__Task description__.
Please filter the data down to the lines that include the word "forehead" and copy them.

(Beginning of Input data)

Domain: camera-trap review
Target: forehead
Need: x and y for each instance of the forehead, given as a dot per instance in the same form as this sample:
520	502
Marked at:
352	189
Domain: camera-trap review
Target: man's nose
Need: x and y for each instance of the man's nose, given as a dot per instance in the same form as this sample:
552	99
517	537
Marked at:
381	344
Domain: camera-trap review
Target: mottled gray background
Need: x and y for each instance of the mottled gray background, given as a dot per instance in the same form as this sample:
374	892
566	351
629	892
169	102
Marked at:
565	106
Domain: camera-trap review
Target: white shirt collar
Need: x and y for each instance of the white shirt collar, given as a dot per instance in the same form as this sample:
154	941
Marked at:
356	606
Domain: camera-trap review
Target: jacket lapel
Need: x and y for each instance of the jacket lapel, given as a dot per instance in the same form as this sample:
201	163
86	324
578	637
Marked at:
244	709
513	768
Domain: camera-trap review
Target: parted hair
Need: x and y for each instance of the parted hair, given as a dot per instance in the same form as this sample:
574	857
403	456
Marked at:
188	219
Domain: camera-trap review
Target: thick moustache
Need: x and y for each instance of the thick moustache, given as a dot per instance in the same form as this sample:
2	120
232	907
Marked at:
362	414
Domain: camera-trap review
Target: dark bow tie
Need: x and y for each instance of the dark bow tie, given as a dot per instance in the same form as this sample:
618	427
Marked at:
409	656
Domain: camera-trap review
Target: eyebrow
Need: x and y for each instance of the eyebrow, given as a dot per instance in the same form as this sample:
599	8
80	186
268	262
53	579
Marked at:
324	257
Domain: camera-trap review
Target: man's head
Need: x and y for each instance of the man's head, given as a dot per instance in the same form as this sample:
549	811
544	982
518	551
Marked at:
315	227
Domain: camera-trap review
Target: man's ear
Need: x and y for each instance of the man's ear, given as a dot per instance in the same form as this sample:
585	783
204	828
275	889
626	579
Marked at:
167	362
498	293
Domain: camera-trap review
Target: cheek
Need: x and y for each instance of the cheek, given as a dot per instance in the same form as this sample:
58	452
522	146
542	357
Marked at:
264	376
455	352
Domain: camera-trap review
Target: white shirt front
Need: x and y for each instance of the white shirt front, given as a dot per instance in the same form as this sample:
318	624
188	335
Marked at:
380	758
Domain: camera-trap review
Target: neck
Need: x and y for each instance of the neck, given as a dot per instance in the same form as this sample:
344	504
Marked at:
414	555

(End of Input data)

__Exercise output__.
Target: forehead
Need: x and y for each instance of the forehead, given as a dot per instance in the same form as this sample:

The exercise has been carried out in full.